10 giugno 2018, X domenica del tempo ordinario
Dal Vangelo secondo Marco
Mc 3,20-35
In quel tempo, Gesù entrò in una casa e di nuovo si radunò una folla, tanto che non potevano neppure mangiare. Allora i suoi, sentito questo, uscirono per andare a prenderlo; dicevano infatti: «È fuori di sé».
Gli scribi, che erano scesi da Gerusalemme, dicevano: «Costui è posseduto da Beelzebùl e scaccia i demòni per mezzo del capo dei demòni».
Ma egli li chiamò e con parabole diceva loro: «Come può Satana scacciare Satana? Se un regno è diviso in se stesso, quel regno non potrà restare in piedi; se una casa è divisa in se stessa, quella casa non potrà restare in piedi. Anche Satana, se si ribella contro se stesso ed è diviso, non può restare in piedi, ma è finito. Nessuno può entrare nella casa di un uomo forte e rapire i suoi beni, se prima non lo lega. Soltanto allora potrà saccheggiargli la casa.
In verità io vi dico: tutto sarà perdonato ai figli degli uomini, i peccati e anche tutte le bestemmie che diranno; ma chi avrà bestemmiato contro lo Spirito Santo non sarà perdonato in eterno: è reo di colpa eterna». Poiché dicevano: «È posseduto da uno spirito impuro».
Giunsero sua madre e i suoi fratelli e, stando fuori, mandarono a chiamarlo. Attorno a lui era seduta una folla, e gli dissero: «Ecco, tua madre, i tuoi fratelli e le tue sorelle stanno fuori e ti cercano». Ma egli rispose loro: «Chi è mia madre e chi sono i miei fratelli?». Girando lo sguardo su quelli che erano seduti attorno a lui, disse: «Ecco mia madre e i miei fratelli! Perché chi fa la volontà di Dio, costui per me è fratello, sorella e madre».
Riflessione
Il Vangelo di questa domenica ci parla di Gesù che entra in una casa. Per la terza volta troviamo Gesù in una casa: prima nella casa di Pietro, dove guarisce la suocera che serve, poi nella casa di Levi il peccatore, dove fa il grande banchetto, e ora in casa, senza dire quale.
La casa è il luogo in cui vive e si ritrova la famiglia: marito, moglie e figli, in cui si vivono le relazioni, si gioisce, si è solidali. Gesù si inserisce nelle dinamiche familiari, ne assume gli usi, le abitudini, ne condivide spesso la mensa e le gioie dell’amicizia.

§ Dati forniti
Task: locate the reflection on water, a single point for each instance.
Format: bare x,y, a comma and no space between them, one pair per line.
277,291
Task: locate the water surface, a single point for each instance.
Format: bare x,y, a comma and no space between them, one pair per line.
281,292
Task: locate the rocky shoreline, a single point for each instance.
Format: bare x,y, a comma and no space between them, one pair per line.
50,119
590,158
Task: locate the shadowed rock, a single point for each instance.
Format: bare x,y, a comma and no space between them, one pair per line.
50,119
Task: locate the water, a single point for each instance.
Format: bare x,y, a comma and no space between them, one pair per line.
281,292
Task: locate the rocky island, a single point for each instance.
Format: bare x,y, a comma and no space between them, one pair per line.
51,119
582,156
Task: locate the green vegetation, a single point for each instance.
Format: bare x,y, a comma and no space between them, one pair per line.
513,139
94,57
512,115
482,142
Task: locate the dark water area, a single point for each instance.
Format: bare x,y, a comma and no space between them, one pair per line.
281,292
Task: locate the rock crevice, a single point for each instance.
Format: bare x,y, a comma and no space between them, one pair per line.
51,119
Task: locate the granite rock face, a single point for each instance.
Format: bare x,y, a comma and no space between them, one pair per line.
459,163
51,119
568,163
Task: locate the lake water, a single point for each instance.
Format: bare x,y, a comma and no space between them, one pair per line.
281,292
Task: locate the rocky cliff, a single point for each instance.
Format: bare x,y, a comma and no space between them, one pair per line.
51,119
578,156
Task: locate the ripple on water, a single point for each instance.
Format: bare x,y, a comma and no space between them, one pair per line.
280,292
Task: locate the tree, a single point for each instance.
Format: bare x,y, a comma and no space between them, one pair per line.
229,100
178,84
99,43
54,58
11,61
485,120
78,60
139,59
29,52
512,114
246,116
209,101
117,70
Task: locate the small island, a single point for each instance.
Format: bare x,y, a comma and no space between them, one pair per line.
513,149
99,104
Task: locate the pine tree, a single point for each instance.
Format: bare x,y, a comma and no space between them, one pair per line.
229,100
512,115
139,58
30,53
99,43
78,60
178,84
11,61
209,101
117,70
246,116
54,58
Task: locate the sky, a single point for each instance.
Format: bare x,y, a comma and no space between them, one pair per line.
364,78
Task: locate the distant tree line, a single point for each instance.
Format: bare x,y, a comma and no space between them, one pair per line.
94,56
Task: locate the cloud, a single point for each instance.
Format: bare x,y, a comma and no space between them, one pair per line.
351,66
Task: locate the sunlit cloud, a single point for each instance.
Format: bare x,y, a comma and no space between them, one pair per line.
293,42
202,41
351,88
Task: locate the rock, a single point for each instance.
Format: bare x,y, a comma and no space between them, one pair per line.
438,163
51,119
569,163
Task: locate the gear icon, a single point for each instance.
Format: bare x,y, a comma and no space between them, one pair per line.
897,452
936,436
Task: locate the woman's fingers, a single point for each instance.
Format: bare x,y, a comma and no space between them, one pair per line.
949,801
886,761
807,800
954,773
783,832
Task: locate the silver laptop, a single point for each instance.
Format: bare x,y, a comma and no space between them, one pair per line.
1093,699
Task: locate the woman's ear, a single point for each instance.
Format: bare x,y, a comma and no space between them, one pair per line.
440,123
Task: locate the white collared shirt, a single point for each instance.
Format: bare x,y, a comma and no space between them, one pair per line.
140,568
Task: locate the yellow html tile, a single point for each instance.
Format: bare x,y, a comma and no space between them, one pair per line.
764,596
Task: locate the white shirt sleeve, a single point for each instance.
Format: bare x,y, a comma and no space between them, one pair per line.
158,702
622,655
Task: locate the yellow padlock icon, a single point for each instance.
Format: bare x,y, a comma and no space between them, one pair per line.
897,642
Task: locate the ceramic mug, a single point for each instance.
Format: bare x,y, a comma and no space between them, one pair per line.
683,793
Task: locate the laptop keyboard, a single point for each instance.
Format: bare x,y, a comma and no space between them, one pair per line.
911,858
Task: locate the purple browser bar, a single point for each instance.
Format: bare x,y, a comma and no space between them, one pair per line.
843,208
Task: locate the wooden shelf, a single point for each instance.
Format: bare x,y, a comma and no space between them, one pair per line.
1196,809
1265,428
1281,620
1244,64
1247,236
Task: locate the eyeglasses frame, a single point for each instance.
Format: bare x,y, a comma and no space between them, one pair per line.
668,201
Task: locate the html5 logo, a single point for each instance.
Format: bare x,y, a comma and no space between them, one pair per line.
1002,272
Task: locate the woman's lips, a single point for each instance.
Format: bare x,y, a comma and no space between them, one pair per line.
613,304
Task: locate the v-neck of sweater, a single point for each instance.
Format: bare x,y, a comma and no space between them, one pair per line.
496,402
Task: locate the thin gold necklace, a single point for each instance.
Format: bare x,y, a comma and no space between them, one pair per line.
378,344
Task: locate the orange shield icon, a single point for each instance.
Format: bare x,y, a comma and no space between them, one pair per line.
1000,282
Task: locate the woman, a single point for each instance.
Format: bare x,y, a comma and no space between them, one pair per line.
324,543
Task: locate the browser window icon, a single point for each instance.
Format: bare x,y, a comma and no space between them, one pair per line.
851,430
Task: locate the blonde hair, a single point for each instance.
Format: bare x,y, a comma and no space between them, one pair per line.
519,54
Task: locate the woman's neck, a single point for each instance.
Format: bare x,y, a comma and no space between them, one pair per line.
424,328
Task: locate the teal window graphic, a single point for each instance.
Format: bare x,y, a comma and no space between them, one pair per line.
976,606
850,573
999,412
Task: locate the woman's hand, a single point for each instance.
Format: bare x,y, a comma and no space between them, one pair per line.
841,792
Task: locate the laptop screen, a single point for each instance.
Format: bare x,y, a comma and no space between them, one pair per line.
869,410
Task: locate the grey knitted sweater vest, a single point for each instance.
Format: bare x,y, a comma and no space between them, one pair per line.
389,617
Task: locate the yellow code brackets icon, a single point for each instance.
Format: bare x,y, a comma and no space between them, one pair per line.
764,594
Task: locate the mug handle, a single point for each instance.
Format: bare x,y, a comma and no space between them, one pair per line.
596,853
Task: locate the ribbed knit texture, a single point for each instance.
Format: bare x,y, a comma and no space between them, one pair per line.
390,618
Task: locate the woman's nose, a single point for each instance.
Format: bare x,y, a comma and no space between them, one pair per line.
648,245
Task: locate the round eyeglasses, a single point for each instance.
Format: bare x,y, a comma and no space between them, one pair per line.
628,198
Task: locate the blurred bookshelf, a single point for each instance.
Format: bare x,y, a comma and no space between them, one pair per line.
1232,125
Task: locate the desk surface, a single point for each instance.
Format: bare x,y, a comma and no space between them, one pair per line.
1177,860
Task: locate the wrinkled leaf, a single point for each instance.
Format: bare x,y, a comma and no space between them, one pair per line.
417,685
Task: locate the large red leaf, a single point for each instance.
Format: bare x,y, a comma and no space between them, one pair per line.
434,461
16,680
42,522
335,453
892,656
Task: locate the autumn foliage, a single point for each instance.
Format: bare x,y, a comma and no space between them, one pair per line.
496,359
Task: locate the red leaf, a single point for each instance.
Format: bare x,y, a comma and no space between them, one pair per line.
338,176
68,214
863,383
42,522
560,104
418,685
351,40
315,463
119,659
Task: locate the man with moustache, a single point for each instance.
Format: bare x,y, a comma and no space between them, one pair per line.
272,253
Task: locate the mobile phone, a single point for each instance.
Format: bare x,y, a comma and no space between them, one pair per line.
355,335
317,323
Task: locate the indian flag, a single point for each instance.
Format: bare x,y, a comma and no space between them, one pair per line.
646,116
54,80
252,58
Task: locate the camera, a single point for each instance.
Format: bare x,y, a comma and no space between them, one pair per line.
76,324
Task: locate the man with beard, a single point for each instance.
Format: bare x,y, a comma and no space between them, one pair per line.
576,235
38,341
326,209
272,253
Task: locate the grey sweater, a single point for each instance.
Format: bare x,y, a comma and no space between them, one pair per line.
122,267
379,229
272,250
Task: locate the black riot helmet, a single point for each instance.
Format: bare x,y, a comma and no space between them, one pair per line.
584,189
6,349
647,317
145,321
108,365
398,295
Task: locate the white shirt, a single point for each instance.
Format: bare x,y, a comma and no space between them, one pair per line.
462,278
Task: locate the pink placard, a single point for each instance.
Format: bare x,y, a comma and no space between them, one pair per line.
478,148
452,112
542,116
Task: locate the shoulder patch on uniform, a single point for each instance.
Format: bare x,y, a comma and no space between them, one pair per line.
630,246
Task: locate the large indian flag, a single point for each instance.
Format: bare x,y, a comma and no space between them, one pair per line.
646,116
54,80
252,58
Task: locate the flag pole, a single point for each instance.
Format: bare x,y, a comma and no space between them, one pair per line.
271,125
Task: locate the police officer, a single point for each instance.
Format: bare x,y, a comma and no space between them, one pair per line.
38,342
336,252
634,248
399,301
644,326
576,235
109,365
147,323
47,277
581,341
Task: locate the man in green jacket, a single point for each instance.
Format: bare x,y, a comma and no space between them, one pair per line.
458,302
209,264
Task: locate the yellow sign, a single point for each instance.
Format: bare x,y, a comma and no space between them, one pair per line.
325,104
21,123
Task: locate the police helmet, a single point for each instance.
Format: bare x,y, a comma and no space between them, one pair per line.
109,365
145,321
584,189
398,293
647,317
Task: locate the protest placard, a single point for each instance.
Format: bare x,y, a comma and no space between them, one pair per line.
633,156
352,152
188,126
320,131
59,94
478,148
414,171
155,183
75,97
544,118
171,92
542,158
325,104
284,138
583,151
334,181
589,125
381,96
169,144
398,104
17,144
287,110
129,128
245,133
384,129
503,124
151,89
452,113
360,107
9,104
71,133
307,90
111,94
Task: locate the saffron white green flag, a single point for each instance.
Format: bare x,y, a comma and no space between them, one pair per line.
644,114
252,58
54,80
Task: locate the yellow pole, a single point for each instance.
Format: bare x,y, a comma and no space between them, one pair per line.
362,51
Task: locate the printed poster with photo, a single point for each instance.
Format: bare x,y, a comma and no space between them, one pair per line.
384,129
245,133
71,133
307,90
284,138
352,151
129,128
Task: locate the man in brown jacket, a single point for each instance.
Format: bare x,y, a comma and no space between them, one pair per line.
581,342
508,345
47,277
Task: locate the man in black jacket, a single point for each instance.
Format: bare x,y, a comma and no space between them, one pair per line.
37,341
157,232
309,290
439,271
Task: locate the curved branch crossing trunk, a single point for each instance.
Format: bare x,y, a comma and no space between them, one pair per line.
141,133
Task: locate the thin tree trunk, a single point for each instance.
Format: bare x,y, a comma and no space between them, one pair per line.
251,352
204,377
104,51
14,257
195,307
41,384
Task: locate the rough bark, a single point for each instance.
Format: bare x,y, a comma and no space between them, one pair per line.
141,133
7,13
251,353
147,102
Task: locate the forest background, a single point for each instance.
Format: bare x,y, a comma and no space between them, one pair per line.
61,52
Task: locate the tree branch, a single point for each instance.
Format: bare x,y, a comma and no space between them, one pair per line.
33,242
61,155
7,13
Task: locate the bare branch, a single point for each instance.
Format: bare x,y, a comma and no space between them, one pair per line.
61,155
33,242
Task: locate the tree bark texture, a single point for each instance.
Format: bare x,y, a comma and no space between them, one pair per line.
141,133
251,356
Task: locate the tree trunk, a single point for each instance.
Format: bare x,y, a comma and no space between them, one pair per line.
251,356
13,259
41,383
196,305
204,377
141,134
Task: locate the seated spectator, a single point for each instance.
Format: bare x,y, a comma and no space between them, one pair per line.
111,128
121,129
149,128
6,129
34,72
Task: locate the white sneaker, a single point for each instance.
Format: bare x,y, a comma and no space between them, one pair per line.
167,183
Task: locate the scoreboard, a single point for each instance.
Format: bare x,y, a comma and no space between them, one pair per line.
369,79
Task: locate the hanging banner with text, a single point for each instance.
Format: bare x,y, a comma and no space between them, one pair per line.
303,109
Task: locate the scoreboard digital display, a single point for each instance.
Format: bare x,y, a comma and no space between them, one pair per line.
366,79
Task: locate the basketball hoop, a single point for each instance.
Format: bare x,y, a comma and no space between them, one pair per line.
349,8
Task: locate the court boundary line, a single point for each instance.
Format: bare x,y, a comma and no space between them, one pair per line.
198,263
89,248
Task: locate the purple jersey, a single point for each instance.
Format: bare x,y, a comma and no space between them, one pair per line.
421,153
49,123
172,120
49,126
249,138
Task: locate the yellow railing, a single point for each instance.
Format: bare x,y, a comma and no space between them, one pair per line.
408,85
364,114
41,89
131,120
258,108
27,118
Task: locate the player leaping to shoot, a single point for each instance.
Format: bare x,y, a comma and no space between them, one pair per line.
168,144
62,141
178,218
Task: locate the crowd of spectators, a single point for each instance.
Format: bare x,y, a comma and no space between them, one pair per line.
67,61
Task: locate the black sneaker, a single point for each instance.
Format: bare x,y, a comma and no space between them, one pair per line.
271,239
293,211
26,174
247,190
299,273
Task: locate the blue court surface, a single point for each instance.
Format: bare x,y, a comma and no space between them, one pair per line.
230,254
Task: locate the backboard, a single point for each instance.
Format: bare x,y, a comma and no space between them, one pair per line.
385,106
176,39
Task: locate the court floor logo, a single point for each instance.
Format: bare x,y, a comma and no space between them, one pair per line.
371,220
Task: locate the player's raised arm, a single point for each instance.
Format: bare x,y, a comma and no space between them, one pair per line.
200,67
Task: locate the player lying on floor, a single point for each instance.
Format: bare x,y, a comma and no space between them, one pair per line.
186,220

§ Attività da svolgere
(1) Secondo la sezione "Riflessione" del testo fornito, in quali case si trova Gesù? Elencale tutte.
(2) Nel testo fornito, riassumi in un elenco puntato il paragrafo che comincia con "La casa è il luogo", conservandone le informazioni principali.
(3) Traduci in inglese questa frase del testo fornito: "Nessuno può entrare nella casa di un uomo forte e rapire i suoi beni, se prima non lo lega."

§ Soluzioni degli esercizi
(1)
- La casa di Pietro, dove guarisce la suocera che serve
- La casa di Levi il peccatore, dove fa il grande banchetto
- Una casa di cui non si dice quale, nel Vangelo di questa domenica

(2)
- La casa è il luogo in cui vive la famiglia (marito, moglie e figli).
- In casa si vivono le relazioni, si gioisce e si è solidali.
- Gesù entra nelle dinamiche familiari e ne assume usi e abitudini.
- Spesso ne condivide la mensa e le gioie dell'amicizia.

(3) No one can enter a strong man's house and plunder his goods unless he first binds him.